** start Text **

R/RecreateLibrary.R

Defines functions IsPackageInstalled SavePackageDetails RecreateLibrary

Documented in IsPackageInstalled RecreateLibrary SavePackageDetails

#' Recreate R Library
#'
#' Recreate an existing library on a new installation of \R.
#' The \code{SavePackageDetails} function writes the details of installed packages to a text file.
#' And the \code{RecreateLibrary} function reads this file and downloads and installs any
#' \sQuote{missing} packages from the Comprehensive R Archive Network (CRAN),
#' CRAN-like repositories, and local package-installation files.
#'
#' @param file 'character' string.
#'   Name of the file for reading (or writing) the list of package details.
#'   For a file name that does not contain an absolute path,
#'   the name is assumed relative to the current working directory (see \code{\link{getwd}} function).
#'   A \file{.gz} file extension indicates the file is compressed by \emph{gzip}.
#' @param lib 'character' vector.
#'   Library tree(s) to search through when locating installed packages (see \code{\link{.libPaths}} function),
#'   or the library directory where to install packages.
#' @param repos 'character' vector.
#'   Base URL(s) of the CRAN-like repositories (includes CRAN) to use when installing packages.
#'   For example, the URL of the RStudio sponsored CRAN mirror is \code{"https://cloud.r-project.org/"}.
#'   And the URL of the Geological Survey R Archive Network (\href{https://owi.usgs.gov/R/gran.html}{GRAN})
#'   is \code{"https://owi.usgs.gov/R"}.
#' @param snapshot 'logical' flag, 'Date', or 'character' string.
#'   Calendar date for a CRAN snapshot in time,
#'   see the Microsoft R Application Network
#'   (\href{https://mran.microsoft.com/}{MRAN}) website for details.
#'   If true, the snapshot date is read from the first line of the package-details \code{file}.
#'   A snapshot date can also be specified directly using the required date format, YYYY-MM-DD.
#'   This argument masks any CRAN mirror specified in \code{repos}.
#' @param local 'character' vector.
#'   Paths to local repositories.
#'   Packages are installed from local files in these directories.
#'   Files can contain \emph{binary} builds of packages (\file{.zip} on Windows and \file{.tgz} on macOS)
#'   or be \emph{source} packages (\file{.tar.gz}).
#' @param versions 'logical' flag.
#'   If true, installed package versions will be identical to version numbers stored in the package-details \code{file}.
#'   Only applies to packages from CRAN-like repositories and local package-installation files.
#'   Requires that the \pkg{devtools} package is available.
#' @param quiet 'logical' flag.
#'   Whether to reduce the amount of output.
#' @param parallel 'logical' flag or 'integer' count.
#'   Whether to use parallel processes for a parallel install of more than one source package.
#'   This argument can also be used to specify the number of cores to employ.
#' @param pkg 'character' vector.
#'   Names of package(s) located under \code{lib}.
#'   Only packages specified in \code{pkg}, and the packages that \code{pkg} depend on/link to/import/suggest,
#'   will be included in the package-details \code{file}.

** end Text **

Work required>
Pull out the passage of the RecreateLibrary documentation starting with "#' @param snapshot" and going on through "local 'character' vector.", copying it word for word.

** start Data section **

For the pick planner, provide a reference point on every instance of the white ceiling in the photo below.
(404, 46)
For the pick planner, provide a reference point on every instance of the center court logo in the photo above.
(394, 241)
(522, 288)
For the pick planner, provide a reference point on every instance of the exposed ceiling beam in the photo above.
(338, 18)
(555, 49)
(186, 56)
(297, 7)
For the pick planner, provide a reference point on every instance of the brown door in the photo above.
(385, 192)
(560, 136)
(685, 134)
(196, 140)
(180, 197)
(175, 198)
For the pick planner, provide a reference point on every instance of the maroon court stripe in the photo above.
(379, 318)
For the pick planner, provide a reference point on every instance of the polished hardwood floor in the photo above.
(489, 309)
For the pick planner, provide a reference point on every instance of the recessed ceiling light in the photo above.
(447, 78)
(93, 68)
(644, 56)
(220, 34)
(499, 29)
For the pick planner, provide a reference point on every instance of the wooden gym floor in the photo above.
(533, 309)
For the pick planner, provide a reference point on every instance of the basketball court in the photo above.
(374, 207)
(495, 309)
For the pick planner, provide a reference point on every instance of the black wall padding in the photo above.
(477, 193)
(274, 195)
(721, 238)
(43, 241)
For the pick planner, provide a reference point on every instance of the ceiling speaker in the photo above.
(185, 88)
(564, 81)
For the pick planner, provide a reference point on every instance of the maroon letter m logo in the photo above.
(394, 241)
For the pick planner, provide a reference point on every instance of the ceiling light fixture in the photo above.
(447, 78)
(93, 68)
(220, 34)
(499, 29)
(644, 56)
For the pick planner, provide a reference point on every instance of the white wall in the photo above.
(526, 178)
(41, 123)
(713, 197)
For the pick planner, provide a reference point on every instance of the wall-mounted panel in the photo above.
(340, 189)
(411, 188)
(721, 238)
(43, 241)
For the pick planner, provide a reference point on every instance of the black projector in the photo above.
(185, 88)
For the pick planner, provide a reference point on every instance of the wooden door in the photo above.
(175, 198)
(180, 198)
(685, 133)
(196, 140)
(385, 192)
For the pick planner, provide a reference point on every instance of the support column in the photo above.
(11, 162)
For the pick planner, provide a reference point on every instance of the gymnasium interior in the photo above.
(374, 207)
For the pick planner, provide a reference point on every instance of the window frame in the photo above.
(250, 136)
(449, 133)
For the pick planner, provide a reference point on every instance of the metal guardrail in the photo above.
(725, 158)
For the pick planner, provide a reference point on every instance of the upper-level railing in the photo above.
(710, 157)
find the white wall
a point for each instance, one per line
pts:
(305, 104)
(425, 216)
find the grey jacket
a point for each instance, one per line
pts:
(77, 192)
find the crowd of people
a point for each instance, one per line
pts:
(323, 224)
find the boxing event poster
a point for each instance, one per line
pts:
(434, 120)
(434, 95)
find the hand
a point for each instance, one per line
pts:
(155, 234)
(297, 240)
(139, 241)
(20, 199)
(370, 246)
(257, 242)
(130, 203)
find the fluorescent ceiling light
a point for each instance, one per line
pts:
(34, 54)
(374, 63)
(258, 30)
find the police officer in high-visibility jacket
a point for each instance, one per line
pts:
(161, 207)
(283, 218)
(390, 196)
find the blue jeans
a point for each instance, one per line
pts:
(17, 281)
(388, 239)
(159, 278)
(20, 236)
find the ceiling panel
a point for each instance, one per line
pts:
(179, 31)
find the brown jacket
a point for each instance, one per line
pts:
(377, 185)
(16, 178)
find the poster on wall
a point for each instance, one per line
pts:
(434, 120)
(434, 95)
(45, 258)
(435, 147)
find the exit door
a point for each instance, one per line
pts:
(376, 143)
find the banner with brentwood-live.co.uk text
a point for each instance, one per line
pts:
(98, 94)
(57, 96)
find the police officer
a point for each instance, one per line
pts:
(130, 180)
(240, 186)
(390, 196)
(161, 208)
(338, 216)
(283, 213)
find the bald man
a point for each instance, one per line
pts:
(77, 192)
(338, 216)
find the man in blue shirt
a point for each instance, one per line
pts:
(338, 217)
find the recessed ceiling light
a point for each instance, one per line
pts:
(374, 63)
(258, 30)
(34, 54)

** end Data section **

Response for this exercise>
#' @param snapshot 'logical' flag, 'Date', or 'character' string.
#'   Calendar date for a CRAN snapshot in time,
#'   see the Microsoft R Application Network
#'   (\href{https://mran.microsoft.com/}{MRAN}) website for details.
#'   If true, the snapshot date is read from the first line of the package-details \code{file}.
#'   A snapshot date can also be specified directly using the required date format, YYYY-MM-DD.
#'   This argument masks any CRAN mirror specified in \code{repos}.
#' @param local 'character' vector.